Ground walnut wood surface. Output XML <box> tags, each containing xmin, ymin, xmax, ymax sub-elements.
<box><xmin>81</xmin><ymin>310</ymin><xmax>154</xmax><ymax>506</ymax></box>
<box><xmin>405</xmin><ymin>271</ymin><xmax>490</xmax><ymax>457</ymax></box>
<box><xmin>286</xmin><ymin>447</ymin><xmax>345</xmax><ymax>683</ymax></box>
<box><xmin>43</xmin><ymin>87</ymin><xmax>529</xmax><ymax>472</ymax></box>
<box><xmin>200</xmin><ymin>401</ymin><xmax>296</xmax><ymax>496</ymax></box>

....

_To be done_
Rewrite the records above, changing "walnut" to "oak" and leaving everything else untouched.

_Result of this exercise_
Ground oak wood surface. Output XML <box> tags, each containing xmin, ymin, xmax, ymax sub-elements.
<box><xmin>81</xmin><ymin>310</ymin><xmax>154</xmax><ymax>506</ymax></box>
<box><xmin>405</xmin><ymin>271</ymin><xmax>490</xmax><ymax>457</ymax></box>
<box><xmin>286</xmin><ymin>447</ymin><xmax>345</xmax><ymax>683</ymax></box>
<box><xmin>43</xmin><ymin>87</ymin><xmax>529</xmax><ymax>472</ymax></box>
<box><xmin>200</xmin><ymin>401</ymin><xmax>296</xmax><ymax>496</ymax></box>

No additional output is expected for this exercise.